Page extract:
--------------------------------------------------

The Book of Art for Young People eBook

Martin Conway
This eBook from the Gutenberg Project consists of approximately 147 pages of information about The Book of Art for Young People.

The Book of Art for Young People eBook

Martin Conway
This eBook from the Gutenberg Project consists of approximately 147 pages of information about The Book of Art for Young People.

Leonardo da Vinci died a few months before Raphael.  Several of his pupils were artists of ability, and lived to carry on his traditions of painting in the north of Italy.  Leonardo himself had been so erratic, produced so little, and so few of his pictures survive, that many know him best in his pupils’ work, or through copies and engravings of his great ’Last Supper’—­a picture that became an almost total wreck upon the walls of the Refectory in Milan, for which it was painted.  His influence upon his contemporaries at Milan was very great, so that during some years hardly a picture was painted there which did not show a likeness to the work of Leonardo.  He had created a type of female beauty all his own.  The face will impress itself upon your memory the first time you see it, whether in a picture by Leonardo or in one by a pupil.  You can see it in the National Gallery in the great ’Madonna of the Rocks,’ and in the magnificent drawing at Burlington House.  It is not a very beautiful face, but it haunts the memory, and the Milanese artists of Leonardo’s day never threw off their recollection of it.

With far less power than Leonardo, one of his imitators, Bernardino Luini, painted pictures of such charm and simplicity that almost everyone finds them delightful.  If you could see his picture of the angels bearing St. Catherine, robed in red, through the air to her last resting-place upon the hill, you would feel the beauty and peace of his gentle nature revealed in his art.  But the spell of Leonardo vanished with the death of those who had known him in life.  The last of his pupils died in 1550, and with him the Leonardo school of painting came to an end.

--------------------------------------------------

To do:
- A) List every person named in the two paragraphs of the passage on Leonardo da Vinci and his followers.
- B) Carry on the passage on Leonardo da Vinci and his followers, starting after its last sentence.
The rows that come next have no connection to the passage on Leonardo da Vinci.

--------------------------------------------------

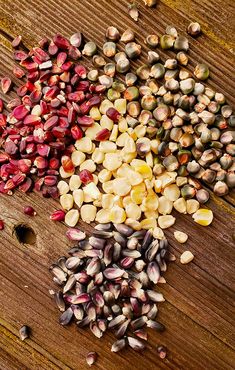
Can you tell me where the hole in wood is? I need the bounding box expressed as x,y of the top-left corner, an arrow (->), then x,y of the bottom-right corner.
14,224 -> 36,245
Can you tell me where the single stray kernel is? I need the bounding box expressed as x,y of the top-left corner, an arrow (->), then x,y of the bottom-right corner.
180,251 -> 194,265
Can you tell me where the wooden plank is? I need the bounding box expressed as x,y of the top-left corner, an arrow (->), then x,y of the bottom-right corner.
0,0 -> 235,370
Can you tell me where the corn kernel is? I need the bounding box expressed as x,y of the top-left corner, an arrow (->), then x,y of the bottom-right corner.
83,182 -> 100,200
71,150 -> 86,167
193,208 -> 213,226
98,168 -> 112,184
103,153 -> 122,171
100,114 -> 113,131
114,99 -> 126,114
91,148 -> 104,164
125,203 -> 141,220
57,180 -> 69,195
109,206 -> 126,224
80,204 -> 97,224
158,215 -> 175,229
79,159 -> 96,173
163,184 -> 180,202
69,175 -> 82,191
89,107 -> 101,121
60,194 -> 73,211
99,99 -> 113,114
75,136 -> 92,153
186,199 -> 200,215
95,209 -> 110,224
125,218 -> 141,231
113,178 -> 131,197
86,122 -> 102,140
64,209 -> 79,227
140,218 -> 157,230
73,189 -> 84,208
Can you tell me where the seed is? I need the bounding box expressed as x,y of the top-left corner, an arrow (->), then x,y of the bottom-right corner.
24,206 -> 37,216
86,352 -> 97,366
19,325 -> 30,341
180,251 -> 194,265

--------------------------------------------------

Answers for the exercise:
- A) Leonardo da Vinci, Raphael, Bernardino Luini, St. Catherine

- B)
There is one more painter belonging to the full Renaissance too famous to remain entirely unmentioned.  This is Correggio, a painter affected also by the pictures of Raphael and Leonardo, but individual in his vision and his work.  He passed his life in Parma, in the north of Italy, inheriting a North Italian tradition, and hearing only echoes of the world beyond.  His canvases are thronged with fair shapes, pretty women and dancing children, ethereally soft and lovely.  But it is in his native town that the angels soar aloft with the Virgin in the dome of the cathedral, and the children frolic on the walls of the convent.  These are his masterpieces you would like best.

In 1550 the impetus given to painting in Italy by the Renaissance was drawing to an end.  The great central epoch may be said to have terminated in Tuscany a few years after the deaths of Leonardo and Raphael in 1520.  But we have said nothing yet of Venice, where, in 1520, artists whose visions and whose record of them were to be as wonderful as those of Botticelli and Raphael, were as yet sleeping in their cradles.

CHAPTER VII

THE RENAISSANCE IN VENICE

A visit to Venice is one of the joys which perhaps few of us have yet experienced.  But whether we have been there or not, we all know that the very sound of her name is enchanting for those who are fresh from her magic—­her sunrises and sunsets unmatched for colour, and her streets for silence.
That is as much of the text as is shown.